_EXTRAIT DU TEXTE_:
....
Ecrit par un Andrew Kevin Walker dépressif dernier stade vivant dans un trou à rat new-yorkais et bossant comme caissier pour survivre, Se7en est un scénario classique de buddy movie policier mettant ici en scène un jeune chien fougueux (David Mills / Brad Pitt) et un vieux sage (William Sommerset / Morgan Freeman) face à un serial killer rédempteur-prêcheur. Ce scripte atterrit un beau jour entre les mains de David Fincher, alors jeune réalisateur totalement meurtri et écœuré après le tournage de son premier long-métrage, Alien3 (coupes imposées par la Fox, budget insuffisant l'empêchant de donner à son film l'ampleur finale qu'il désirait, etc.). Bref, Fincher est à cette époque dégoûté du cinéma et surtout des hommes.
Tandis que tout le buzz du scripte de Walker se crée autour de la structure audacieuse de son whodunit, Fincher y voit lui le moyen rêvé d'exorciser ses névroses et son mal-être, et souhaite réaliser le film le plus noir, le plus glauque, le plus malsain et misanthrope possible. Toutes ses obsessions devront imprégner le métrage de la première à la dernière image : un univers urbain déliquescent, détrempé, pourrissant et indéfinissable (le film fût tourné dans plusieurs villes différentes et aucun nom n'apparaît à l'écran afin d'empêcher son identification ; procédé repris récemment par Gilles Béat avec Diamant 13) dans lequel évoluent des personnages égoïstes tenus de s'adapter à l'enfer de la ville moderne pour survivre (magnifique scène du restaurant où Sommerset dévoile son passé à la fiancée de son collègue, révélant ainsi l'inéluctable évolution de quiconque vieillit en plein Pandémonium urbain). Le thème du suicide, omniprésent dans la filmo de Fincher, est également abordé lors de la scène finale : David Mills se fait justice lui-même, enfreint un péché capital (la colère) tout en mettant en un terme à sa vie actuelle.
....
_EXERCICE PROPOSÉ 1_: Réécrivez le passage du texte sur Se7en de « Ecrit par un » à « surtout des hommes. » en substituant « scénario » à « scripte ».

(Enregistrements d'annotation de régions)
....
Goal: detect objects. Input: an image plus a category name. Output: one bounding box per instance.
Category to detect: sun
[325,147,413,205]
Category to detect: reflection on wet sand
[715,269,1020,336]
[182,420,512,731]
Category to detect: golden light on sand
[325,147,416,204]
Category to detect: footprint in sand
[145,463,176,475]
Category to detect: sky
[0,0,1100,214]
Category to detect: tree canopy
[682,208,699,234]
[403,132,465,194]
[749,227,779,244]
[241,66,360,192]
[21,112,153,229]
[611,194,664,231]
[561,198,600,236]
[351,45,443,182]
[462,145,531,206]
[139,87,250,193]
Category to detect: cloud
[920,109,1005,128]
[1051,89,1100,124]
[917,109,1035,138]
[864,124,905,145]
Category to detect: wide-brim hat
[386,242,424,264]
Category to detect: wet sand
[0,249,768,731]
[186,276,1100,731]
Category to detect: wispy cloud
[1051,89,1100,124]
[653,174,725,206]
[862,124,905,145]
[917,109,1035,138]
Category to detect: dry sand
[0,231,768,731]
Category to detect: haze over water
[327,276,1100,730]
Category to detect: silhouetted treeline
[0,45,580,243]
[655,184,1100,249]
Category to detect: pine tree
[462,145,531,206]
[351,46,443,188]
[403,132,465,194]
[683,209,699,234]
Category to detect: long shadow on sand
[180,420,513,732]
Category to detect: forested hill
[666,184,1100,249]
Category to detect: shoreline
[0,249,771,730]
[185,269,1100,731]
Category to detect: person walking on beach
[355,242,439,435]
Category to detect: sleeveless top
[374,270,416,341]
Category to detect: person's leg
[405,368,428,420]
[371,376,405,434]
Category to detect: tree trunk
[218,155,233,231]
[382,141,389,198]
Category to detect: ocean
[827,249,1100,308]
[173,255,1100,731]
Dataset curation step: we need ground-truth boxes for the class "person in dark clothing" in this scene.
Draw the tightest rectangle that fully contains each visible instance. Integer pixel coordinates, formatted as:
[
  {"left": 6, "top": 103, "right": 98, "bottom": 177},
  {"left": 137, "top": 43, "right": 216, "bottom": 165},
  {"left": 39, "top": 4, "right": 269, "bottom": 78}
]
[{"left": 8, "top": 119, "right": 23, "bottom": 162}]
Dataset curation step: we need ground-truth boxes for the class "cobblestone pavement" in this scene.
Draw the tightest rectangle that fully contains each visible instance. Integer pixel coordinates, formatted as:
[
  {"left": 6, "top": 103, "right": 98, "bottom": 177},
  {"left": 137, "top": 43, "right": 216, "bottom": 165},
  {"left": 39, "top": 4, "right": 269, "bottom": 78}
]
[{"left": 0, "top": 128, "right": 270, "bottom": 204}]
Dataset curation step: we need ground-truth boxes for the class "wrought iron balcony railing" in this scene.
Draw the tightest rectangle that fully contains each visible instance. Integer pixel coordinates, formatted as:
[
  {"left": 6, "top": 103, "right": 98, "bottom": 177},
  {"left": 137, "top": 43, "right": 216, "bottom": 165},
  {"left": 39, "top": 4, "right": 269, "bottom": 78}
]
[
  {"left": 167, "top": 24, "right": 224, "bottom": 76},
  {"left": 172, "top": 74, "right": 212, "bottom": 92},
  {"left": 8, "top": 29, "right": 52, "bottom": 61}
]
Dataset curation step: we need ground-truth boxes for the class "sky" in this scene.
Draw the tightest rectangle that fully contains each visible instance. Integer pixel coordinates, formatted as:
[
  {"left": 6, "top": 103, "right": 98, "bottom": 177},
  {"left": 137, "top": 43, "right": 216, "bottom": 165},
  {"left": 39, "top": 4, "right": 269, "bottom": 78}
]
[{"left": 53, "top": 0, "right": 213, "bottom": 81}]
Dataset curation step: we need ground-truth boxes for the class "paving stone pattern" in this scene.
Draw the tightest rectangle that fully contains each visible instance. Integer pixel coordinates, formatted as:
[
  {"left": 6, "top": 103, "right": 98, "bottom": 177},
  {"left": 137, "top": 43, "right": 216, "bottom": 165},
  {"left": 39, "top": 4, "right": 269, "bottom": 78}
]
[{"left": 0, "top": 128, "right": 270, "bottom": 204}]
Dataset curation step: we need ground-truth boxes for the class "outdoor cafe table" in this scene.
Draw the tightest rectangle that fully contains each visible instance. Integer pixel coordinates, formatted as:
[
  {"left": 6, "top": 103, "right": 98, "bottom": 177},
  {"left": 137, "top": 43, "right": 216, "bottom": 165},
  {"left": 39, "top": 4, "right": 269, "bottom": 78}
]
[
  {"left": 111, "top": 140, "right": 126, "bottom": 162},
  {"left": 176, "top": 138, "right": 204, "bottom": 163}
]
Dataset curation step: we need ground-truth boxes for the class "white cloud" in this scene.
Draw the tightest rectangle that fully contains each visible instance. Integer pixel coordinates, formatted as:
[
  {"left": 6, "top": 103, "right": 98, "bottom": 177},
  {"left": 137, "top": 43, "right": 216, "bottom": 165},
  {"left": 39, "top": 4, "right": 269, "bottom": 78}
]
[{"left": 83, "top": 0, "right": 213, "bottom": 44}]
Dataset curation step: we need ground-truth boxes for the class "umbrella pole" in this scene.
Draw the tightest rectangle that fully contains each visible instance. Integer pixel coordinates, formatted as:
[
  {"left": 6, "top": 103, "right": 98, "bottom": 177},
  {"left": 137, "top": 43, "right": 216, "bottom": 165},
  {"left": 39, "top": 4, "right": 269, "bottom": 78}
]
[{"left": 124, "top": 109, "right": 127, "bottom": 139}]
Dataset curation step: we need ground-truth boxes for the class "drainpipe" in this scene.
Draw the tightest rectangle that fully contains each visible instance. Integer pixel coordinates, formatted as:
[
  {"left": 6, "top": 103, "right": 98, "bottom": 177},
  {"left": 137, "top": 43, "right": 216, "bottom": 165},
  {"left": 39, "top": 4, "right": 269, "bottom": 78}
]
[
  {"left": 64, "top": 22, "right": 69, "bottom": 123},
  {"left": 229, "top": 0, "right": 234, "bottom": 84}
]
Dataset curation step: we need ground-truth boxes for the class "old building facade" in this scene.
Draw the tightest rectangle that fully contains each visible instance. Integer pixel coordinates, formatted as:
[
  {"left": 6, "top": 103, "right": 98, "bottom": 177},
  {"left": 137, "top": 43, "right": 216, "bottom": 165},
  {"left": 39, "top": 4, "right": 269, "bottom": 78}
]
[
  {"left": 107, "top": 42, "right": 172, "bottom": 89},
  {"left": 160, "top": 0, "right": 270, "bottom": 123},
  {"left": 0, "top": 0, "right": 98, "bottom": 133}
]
....
_EXERCICE PROPOSÉ 2_: Convertissez en liste JSON de chaînes uniquement les lignes des enregistrements allant de la ligne qui contient « Category to detect: sky » à la ligne qui contient « [371,376,405,434] », ces deux lignes comprises, avec une chaîne par ligne et sans les lignes vides.

_RÉSULTAT ATTENDU 1_:
Ecrit par un Andrew Kevin Walker dépressif dernier stade vivant dans un trou à rat new-yorkais et bossant comme caissier pour survivre, Se7en est un scénario classique de buddy movie policier mettant ici en scène un jeune chien fougueux (David Mills / Brad Pitt) et un vieux sage (William Sommerset / Morgan Freeman) face à un serial killer rédempteur-prêcheur. Ce scénario atterrit un beau jour entre les mains de David Fincher, alors jeune réalisateur totalement meurtri et écœuré après le tournage de son premier long-métrage, Alien3 (coupes imposées par la Fox, budget insuffisant l'empêchant de donner à son film l'ampleur finale qu'il désirait, etc.). Bref, Fincher est à cette époque dégoûté du cinéma et surtout des hommes.

_RÉSULTAT ATTENDU 2_:
[
  "Category to detect: sky",
  "[0,0,1100,214]",
  "Category to detect: tree canopy",
  "[682,208,699,234]",
  "[403,132,465,194]",
  "[749,227,779,244]",
  "[241,66,360,192]",
  "[21,112,153,229]",
  "[611,194,664,231]",
  "[561,198,600,236]",
  "[351,45,443,182]",
  "[462,145,531,206]",
  "[139,87,250,193]",
  "Category to detect: cloud",
  "[920,109,1005,128]",
  "[1051,89,1100,124]",
  "[917,109,1035,138]",
  "[864,124,905,145]",
  "Category to detect: wide-brim hat",
  "[386,242,424,264]",
  "Category to detect: wet sand",
  "[0,249,768,731]",
  "[186,276,1100,731]",
  "Category to detect: wispy cloud",
  "[1051,89,1100,124]",
  "[653,174,725,206]",
  "[862,124,905,145]",
  "[917,109,1035,138]",
  "Category to detect: dry sand",
  "[0,231,768,731]",
  "Category to detect: haze over water",
  "[327,276,1100,730]",
  "Category to detect: silhouetted treeline",
  "[0,45,580,243]",
  "[655,184,1100,249]",
  "Category to detect: pine tree",
  "[462,145,531,206]",
  "[351,46,443,188]",
  "[403,132,465,194]",
  "[683,209,699,234]",
  "Category to detect: long shadow on sand",
  "[180,420,513,732]",
  "Category to detect: forested hill",
  "[666,184,1100,249]",
  "Category to detect: shoreline",
  "[0,249,771,730]",
  "[185,269,1100,731]",
  "Category to detect: person walking on beach",
  "[355,242,439,435]",
  "Category to detect: sleeveless top",
  "[374,270,416,341]",
  "Category to detect: person's leg",
  "[405,368,428,420]",
  "[371,376,405,434]"
]